Supplied information ▸
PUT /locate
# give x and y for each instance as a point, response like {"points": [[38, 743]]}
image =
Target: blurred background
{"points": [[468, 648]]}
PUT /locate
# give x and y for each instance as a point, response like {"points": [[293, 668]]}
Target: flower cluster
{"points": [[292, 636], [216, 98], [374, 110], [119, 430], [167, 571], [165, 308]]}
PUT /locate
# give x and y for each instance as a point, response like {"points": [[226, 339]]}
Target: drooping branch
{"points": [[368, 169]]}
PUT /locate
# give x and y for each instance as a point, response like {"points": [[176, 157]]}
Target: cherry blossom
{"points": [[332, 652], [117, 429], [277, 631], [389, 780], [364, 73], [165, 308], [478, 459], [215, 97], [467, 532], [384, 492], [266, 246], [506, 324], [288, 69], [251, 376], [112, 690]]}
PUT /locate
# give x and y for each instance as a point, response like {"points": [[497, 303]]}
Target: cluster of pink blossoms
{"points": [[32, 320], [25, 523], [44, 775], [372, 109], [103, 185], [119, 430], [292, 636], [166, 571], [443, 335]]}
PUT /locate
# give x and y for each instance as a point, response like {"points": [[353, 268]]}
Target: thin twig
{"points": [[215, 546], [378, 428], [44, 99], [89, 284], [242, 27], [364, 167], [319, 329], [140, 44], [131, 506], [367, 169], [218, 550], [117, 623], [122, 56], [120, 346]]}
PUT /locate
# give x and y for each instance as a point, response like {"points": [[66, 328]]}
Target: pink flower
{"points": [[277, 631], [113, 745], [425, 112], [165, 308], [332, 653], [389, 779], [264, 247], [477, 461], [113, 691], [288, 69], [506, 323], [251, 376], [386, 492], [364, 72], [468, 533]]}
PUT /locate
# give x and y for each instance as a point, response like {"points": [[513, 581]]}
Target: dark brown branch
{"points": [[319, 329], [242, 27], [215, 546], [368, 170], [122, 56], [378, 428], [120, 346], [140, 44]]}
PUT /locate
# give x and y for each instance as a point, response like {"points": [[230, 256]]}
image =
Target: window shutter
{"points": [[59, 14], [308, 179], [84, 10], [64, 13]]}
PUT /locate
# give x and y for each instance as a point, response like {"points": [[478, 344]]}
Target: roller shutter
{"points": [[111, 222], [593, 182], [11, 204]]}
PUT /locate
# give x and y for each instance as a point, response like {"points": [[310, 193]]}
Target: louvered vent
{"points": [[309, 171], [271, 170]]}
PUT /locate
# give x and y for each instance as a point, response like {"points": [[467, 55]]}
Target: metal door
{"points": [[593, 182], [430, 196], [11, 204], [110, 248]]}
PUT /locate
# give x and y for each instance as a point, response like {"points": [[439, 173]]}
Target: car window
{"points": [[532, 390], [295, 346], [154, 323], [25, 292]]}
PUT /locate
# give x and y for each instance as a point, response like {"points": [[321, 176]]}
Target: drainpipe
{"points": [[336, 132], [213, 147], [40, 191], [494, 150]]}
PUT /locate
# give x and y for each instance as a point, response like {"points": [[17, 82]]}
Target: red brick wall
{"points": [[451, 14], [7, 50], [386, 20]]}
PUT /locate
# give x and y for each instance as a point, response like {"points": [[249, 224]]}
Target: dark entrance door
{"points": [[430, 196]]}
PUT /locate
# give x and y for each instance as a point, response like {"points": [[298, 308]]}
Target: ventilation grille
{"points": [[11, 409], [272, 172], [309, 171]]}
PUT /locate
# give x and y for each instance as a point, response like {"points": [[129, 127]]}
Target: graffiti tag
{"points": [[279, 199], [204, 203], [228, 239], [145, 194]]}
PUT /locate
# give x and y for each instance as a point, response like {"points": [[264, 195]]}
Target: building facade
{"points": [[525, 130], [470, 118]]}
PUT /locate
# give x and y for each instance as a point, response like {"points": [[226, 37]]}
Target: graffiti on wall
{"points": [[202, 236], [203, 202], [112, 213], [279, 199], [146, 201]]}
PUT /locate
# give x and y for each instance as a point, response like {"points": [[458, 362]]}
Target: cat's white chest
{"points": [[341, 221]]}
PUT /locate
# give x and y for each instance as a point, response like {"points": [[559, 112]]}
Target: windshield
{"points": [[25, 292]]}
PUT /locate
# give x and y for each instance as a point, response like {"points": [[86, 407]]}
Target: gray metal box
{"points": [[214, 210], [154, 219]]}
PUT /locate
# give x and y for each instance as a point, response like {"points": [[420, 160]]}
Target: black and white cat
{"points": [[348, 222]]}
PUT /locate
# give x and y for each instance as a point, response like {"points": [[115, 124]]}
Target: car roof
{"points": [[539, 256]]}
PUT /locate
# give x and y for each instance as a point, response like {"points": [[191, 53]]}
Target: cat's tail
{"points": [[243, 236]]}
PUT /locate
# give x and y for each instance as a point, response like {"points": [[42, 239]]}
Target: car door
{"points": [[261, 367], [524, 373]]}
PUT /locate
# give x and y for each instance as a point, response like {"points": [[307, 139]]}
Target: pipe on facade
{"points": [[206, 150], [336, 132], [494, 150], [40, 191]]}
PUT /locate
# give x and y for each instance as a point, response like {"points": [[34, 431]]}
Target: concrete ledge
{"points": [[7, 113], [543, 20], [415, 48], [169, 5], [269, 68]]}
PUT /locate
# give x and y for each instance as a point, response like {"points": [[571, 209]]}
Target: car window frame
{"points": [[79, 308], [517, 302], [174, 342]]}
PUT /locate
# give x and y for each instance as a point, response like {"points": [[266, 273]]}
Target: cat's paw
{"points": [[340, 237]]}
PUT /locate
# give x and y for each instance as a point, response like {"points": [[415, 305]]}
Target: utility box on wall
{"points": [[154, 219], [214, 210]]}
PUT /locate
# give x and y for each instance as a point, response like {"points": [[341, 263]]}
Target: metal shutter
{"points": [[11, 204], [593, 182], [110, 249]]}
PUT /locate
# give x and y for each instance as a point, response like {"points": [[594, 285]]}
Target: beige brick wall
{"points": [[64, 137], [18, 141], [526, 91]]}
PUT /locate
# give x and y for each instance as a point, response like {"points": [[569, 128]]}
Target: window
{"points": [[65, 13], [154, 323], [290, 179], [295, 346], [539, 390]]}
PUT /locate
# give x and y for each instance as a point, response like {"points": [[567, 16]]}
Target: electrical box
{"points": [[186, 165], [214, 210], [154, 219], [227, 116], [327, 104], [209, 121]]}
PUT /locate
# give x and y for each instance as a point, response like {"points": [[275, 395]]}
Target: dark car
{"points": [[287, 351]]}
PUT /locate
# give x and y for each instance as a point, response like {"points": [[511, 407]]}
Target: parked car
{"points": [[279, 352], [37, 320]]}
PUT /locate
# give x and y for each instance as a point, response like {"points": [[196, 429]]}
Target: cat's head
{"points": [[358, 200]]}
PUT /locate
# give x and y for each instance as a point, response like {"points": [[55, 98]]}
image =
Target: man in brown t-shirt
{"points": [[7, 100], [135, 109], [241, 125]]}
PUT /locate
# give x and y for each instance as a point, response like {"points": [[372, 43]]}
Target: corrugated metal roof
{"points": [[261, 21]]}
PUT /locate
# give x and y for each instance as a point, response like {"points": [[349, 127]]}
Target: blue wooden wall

What to do ▸
All of the data above needs to be given again exactly.

Exercise solution ▸
PUT /locate
# give x and y for each instance as a point, response like {"points": [[38, 743]]}
image =
Target: blurred background
{"points": [[468, 648]]}
PUT /locate
# give x and y for each instance as a point, response like {"points": [[293, 668]]}
Target: flower cluster
{"points": [[292, 636], [216, 98], [374, 110], [119, 430], [167, 571], [165, 308]]}
PUT /locate
# give x and y for each instance as a point, response like {"points": [[226, 339]]}
Target: drooping branch
{"points": [[368, 169]]}
PUT /locate
# give x and y for each instance as a point, response like {"points": [[176, 157]]}
Target: cherry blossom
{"points": [[332, 652], [117, 429], [277, 631], [389, 780], [364, 73], [165, 308], [478, 459], [215, 97], [467, 532], [384, 492], [266, 246], [506, 324], [288, 69], [251, 376], [112, 690]]}
PUT /locate
# give x and y for each instance as a point, response like {"points": [[497, 303]]}
Target: cluster of pink blossoms
{"points": [[32, 320], [25, 523], [44, 775], [372, 109], [103, 185], [119, 430], [292, 636], [166, 571], [443, 335]]}
PUT /locate
# give x and y for each instance as a point, response like {"points": [[353, 268]]}
Target: thin twig
{"points": [[215, 546], [378, 428], [44, 99], [89, 284], [242, 27], [364, 167], [319, 329], [140, 44], [131, 506], [367, 169], [218, 550], [117, 623], [122, 56], [120, 346]]}
PUT /locate
# give x and y for each instance as a point, response like {"points": [[66, 328]]}
Target: pink flower
{"points": [[277, 631], [113, 745], [425, 112], [165, 308], [332, 653], [389, 779], [264, 247], [477, 461], [113, 691], [288, 69], [506, 323], [251, 376], [386, 492], [364, 72], [468, 533]]}
PUT /locate
# give x and y for each instance as a point, response like {"points": [[513, 581]]}
Target: dark brown branch
{"points": [[319, 329], [242, 27], [215, 546], [368, 170], [122, 56], [378, 428], [120, 346], [140, 44]]}
PUT /locate
# give x and y for each instance as a point, response like {"points": [[230, 256]]}
image =
Target: window shutter
{"points": [[59, 14], [308, 179], [84, 10], [64, 13]]}
PUT /locate
# give x and y for each instance as a point, response like {"points": [[478, 344]]}
Target: roller shutter
{"points": [[111, 222], [593, 182], [11, 204]]}
PUT /locate
# give x and y for each instance as a point, response like {"points": [[310, 193]]}
Target: louvered vent
{"points": [[309, 171], [271, 170]]}
PUT /locate
# give x and y for each instance as a point, response like {"points": [[467, 55]]}
Target: metal door
{"points": [[593, 182], [430, 196], [11, 204], [110, 248]]}
PUT /locate
# give x and y for each instance as a point, response like {"points": [[439, 173]]}
Target: car window
{"points": [[532, 390], [295, 346], [154, 323], [25, 292]]}
PUT /locate
# give x and y for each instance as a point, response like {"points": [[321, 176]]}
Target: drainpipe
{"points": [[336, 132], [213, 147], [40, 191], [494, 150]]}
PUT /locate
# give x and y for each instance as a point, response like {"points": [[17, 82]]}
Target: red brick wall
{"points": [[451, 14], [7, 50], [386, 20]]}
PUT /locate
# give x and y for each instance as a point, response like {"points": [[249, 224]]}
Target: dark entrance door
{"points": [[430, 196]]}
PUT /locate
# give x and y for each instance as a point, response like {"points": [[298, 308]]}
Target: ventilation grille
{"points": [[11, 409], [272, 172], [309, 171]]}
PUT /locate
# give x and y for each instance as a point, response like {"points": [[129, 127]]}
Target: graffiti tag
{"points": [[279, 199], [204, 203], [228, 239], [145, 194]]}
PUT /locate
# give x and y for each instance as a point, response like {"points": [[264, 195]]}
Target: building facade
{"points": [[525, 130], [470, 118]]}
PUT /locate
# give x and y for each instance as a point, response like {"points": [[226, 37]]}
Target: graffiti on wall
{"points": [[202, 236], [203, 202], [112, 213], [279, 199], [146, 201]]}
PUT /locate
# give x and y for each instance as a point, response like {"points": [[458, 362]]}
Target: cat's white chest
{"points": [[341, 221]]}
PUT /locate
# give x and y for each instance as a point, response like {"points": [[559, 112]]}
Target: windshield
{"points": [[25, 292]]}
PUT /locate
# give x and y for each instance as a point, response like {"points": [[86, 407]]}
Target: gray metal box
{"points": [[214, 210], [154, 219]]}
PUT /locate
# give x and y for each instance as a point, response like {"points": [[420, 160]]}
Target: black and white cat
{"points": [[348, 222]]}
PUT /locate
# give x and y for each instance as a point, response like {"points": [[115, 124]]}
Target: car roof
{"points": [[539, 256]]}
PUT /locate
# give x and y for each instance as a point, response like {"points": [[191, 53]]}
Target: cat's tail
{"points": [[243, 236]]}
PUT /locate
# give x and y for each instance as a point, response like {"points": [[42, 239]]}
Target: car door
{"points": [[261, 367], [524, 373]]}
PUT /locate
# give x and y for each instance as a point, response like {"points": [[307, 139]]}
Target: pipe on facade
{"points": [[206, 150], [336, 132], [494, 150], [40, 191]]}
PUT /locate
# give x and y for each instance as a point, response like {"points": [[34, 431]]}
Target: concrete ledge
{"points": [[7, 113], [543, 20], [415, 48], [169, 5], [269, 68]]}
PUT /locate
# give x and y for each instance as a point, response like {"points": [[571, 209]]}
Target: car window frame
{"points": [[79, 308], [517, 302], [174, 342]]}
PUT /locate
# give x and y for each instance as a point, response like {"points": [[266, 273]]}
Target: cat's paw
{"points": [[340, 237]]}
PUT /locate
# give x and y for each instance as a point, response like {"points": [[415, 305]]}
Target: utility box on wall
{"points": [[154, 219], [214, 210]]}
PUT /locate
# give x and y for each instance as a point, response like {"points": [[341, 263]]}
Target: metal shutter
{"points": [[11, 204], [593, 182], [110, 249]]}
PUT /locate
# give x and y for each instance as a point, response like {"points": [[594, 285]]}
Target: beige brick wall
{"points": [[64, 137], [18, 141], [526, 91]]}
PUT /locate
# give x and y for each instance as a point, response like {"points": [[569, 128]]}
Target: window
{"points": [[65, 13], [154, 323], [290, 179], [295, 346], [539, 390]]}
PUT /locate
# give x and y for each instance as a point, response like {"points": [[567, 16]]}
Target: electrical box
{"points": [[186, 165], [214, 210], [154, 219], [227, 116], [327, 104], [209, 121]]}
PUT /locate
# give x and y for each instance as a point, response like {"points": [[275, 395]]}
Target: dark car
{"points": [[287, 351]]}
PUT /locate
# give x and y for each instance as a point, response like {"points": [[511, 407]]}
Target: parked car
{"points": [[279, 352], [37, 320]]}
PUT /locate
# give x and y for each instance as a point, response like {"points": [[196, 429]]}
Target: cat's head
{"points": [[358, 200]]}
PUT /locate
# give x and y for each instance as a point, response like {"points": [[55, 98]]}
image =
Target: man in brown t-shirt
{"points": [[7, 100], [135, 109], [241, 125]]}
PUT /locate
# give x and y for each instance as a point, response like {"points": [[372, 43]]}
Target: corrugated metal roof
{"points": [[261, 21]]}
PUT /locate
# give x and y for each instance as a point, response like {"points": [[349, 127]]}
Target: blue wooden wall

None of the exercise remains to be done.